Aim of the exercise: Output all of the lines below exactly, and leave out each image.

Natural language region descriptions:

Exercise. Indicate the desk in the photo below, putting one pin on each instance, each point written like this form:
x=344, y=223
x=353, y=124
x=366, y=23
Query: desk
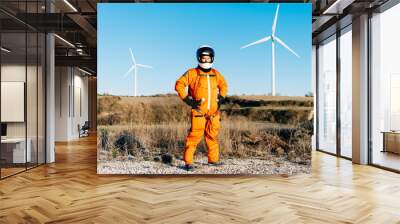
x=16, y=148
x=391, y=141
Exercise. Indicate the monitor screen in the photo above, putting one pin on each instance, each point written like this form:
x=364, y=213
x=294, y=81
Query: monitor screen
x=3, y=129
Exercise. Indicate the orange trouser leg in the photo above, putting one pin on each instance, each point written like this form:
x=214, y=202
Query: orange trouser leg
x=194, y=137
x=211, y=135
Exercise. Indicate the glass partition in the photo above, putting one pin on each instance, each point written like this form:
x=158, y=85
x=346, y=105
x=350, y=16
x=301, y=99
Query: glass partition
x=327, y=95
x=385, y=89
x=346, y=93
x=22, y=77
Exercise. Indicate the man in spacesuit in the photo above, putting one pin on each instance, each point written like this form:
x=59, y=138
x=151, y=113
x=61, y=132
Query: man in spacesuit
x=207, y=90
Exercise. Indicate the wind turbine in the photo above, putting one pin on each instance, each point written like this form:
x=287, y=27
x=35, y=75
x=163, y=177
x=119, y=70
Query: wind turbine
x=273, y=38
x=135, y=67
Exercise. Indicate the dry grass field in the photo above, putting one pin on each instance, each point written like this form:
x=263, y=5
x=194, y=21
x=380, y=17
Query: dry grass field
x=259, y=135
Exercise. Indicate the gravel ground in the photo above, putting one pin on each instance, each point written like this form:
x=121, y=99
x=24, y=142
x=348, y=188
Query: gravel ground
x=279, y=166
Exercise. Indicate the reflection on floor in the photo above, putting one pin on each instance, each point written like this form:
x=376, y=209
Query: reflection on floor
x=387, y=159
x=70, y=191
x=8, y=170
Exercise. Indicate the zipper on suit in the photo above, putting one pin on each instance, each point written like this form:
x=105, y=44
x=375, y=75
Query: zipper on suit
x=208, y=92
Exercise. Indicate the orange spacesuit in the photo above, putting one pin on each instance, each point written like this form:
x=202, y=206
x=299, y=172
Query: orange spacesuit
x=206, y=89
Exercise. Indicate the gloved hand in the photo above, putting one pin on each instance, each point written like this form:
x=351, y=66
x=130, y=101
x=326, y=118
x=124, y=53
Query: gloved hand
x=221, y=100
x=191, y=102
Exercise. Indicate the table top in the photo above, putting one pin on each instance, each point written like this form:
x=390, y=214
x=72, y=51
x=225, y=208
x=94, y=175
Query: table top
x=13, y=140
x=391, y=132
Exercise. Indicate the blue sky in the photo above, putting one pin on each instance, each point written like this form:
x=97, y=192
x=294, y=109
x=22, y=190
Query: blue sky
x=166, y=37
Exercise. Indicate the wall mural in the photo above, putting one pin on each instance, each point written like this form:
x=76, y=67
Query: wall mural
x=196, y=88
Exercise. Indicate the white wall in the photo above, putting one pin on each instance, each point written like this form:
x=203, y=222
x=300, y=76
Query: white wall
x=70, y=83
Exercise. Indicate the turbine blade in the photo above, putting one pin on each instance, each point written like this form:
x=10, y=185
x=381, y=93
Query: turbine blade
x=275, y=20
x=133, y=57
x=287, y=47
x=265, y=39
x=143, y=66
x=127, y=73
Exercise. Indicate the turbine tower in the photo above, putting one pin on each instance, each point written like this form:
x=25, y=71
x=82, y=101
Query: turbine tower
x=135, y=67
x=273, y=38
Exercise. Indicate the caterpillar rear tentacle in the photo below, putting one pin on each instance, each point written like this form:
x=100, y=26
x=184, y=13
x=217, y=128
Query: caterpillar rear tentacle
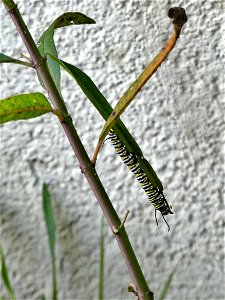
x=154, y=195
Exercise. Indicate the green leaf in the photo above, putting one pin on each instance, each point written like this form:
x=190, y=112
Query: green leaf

Response:
Exercise. Indicate the desk in the photo below, putting one pin on each instance, each point written like this form:
x=344, y=223
x=353, y=124
x=366, y=23
Query: desk
x=16, y=148
x=391, y=141
Exercise. Indicate the monitor screen in the photo above, putting one pin on each instance, each point written like this form:
x=364, y=213
x=294, y=81
Query: monitor screen
x=3, y=129
Exercise. Indicate the orange trouser leg in the photo above, putting one pin on each instance, each point written like this form:
x=214, y=202
Query: orange trouser leg
x=194, y=137
x=211, y=135
Exercise. Indicate the glass partition in the photo above, putting one pin on each instance, each point written like this form:
x=158, y=85
x=346, y=105
x=350, y=16
x=301, y=99
Query: glass partition
x=327, y=95
x=385, y=89
x=346, y=93
x=22, y=77
Exercise. Indicate the man in spacesuit in the photo above, putting one pin on each instance, each point written like this form:
x=59, y=138
x=151, y=113
x=61, y=132
Query: man in spacesuit
x=207, y=90
Exercise. Indicate the wind turbine in the photo above, putting one pin on each instance, each point written like this form:
x=287, y=27
x=35, y=75
x=163, y=177
x=119, y=70
Query: wind turbine
x=273, y=38
x=135, y=67
Exercise. Indicate the dry grass field in the photo above, putting one pin on each instance, each point written like this form:
x=263, y=5
x=194, y=21
x=380, y=17
Query: dry grass field
x=259, y=135
Exercise. Indicate the gravel ground in the photo above, putting one pin on each instance, each point written like this form:
x=121, y=99
x=24, y=142
x=348, y=188
Query: gravel ground
x=279, y=166
Exercise. Indicate the reflection on floor in the photo above, putting one pin on each instance, each point written like this form:
x=376, y=209
Query: reflection on floor
x=387, y=159
x=70, y=191
x=8, y=170
Exercise. Indicate the zipper on suit in the photo above, putting one pin on each instance, each point written like this form:
x=105, y=44
x=375, y=75
Query: zipper on suit
x=208, y=92
Exercise. Indicate the orange spacesuit in the photo above, putting one pin on each instance, each point written like this form:
x=202, y=206
x=299, y=172
Query: orange spacesuit
x=206, y=89
Exercise. Indicate the gloved hand in the photo above, putting one pin on each instance, each point written like this form:
x=351, y=66
x=130, y=101
x=326, y=118
x=124, y=53
Query: gloved hand
x=221, y=100
x=191, y=102
Exercise. Indicate the table top in the photo above, putting one pin on each instance, each point written like this form:
x=390, y=214
x=72, y=51
x=225, y=208
x=94, y=175
Query: table top
x=13, y=140
x=391, y=132
Exercise. Indicate the blue sky in the photo above, putting one pin on each instance, each point written like this form:
x=97, y=192
x=294, y=109
x=22, y=190
Query: blue sky
x=166, y=37
Exercise. Indicate the wall mural in the photo above, putting one pin on each instance, each point written like this form:
x=76, y=67
Query: wall mural
x=196, y=88
Exercise. Indicate the white wall in the photo above, putting one pin on each instance, each point written like this form:
x=203, y=222
x=300, y=76
Query: white wall
x=70, y=83
Exercise. Indicate the turbine blade in the photo above, putting one pin on each instance, each point written like this form:
x=10, y=185
x=381, y=93
Query: turbine blade
x=275, y=20
x=133, y=57
x=287, y=47
x=265, y=39
x=143, y=66
x=127, y=73
Exercise. Indicate the turbine tower in the photo above, putting one pin on each instance, each point written like this form:
x=25, y=71
x=82, y=101
Query: turbine tower
x=135, y=67
x=273, y=38
Exercise. Indicate the caterpillar rear tentacle in the photo below, putting one pin on each instance, each point written like this form:
x=100, y=26
x=184, y=13
x=217, y=128
Query: caterpillar rear tentacle
x=154, y=195
Exercise. Indicate the green leaf in the photo above, putting one pin on each instance, each point written like this form:
x=190, y=112
Query: green leaf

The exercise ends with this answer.